• [WHAT NEEDS TO BE DONE]
Rewrite the lines below, substituting "hillside" for every occurrence of "mountain slope" and leaving everything else as it is.

━━━ GIVEN RECORDS ━━━

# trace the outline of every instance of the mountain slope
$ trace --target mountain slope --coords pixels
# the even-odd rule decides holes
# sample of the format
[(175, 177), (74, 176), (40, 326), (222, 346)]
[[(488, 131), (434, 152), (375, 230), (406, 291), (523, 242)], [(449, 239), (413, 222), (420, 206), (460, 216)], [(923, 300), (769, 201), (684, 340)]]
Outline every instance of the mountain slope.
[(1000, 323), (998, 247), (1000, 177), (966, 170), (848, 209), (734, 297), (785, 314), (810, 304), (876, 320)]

━━━

• [ANSWER TO THE TASK]
# trace the outline of every instance of the hillside
$ trace --target hillside --coords pixels
# the even-odd rule decides holes
# sample of the format
[(175, 177), (74, 176), (40, 326), (222, 346)]
[[(488, 131), (434, 152), (375, 230), (406, 291), (523, 242)], [(449, 239), (413, 222), (420, 206), (460, 216)], [(923, 300), (769, 201), (684, 340)]]
Outline every instance of the hillside.
[(1000, 323), (998, 247), (1000, 177), (966, 170), (848, 209), (734, 297), (785, 314), (810, 304), (876, 320)]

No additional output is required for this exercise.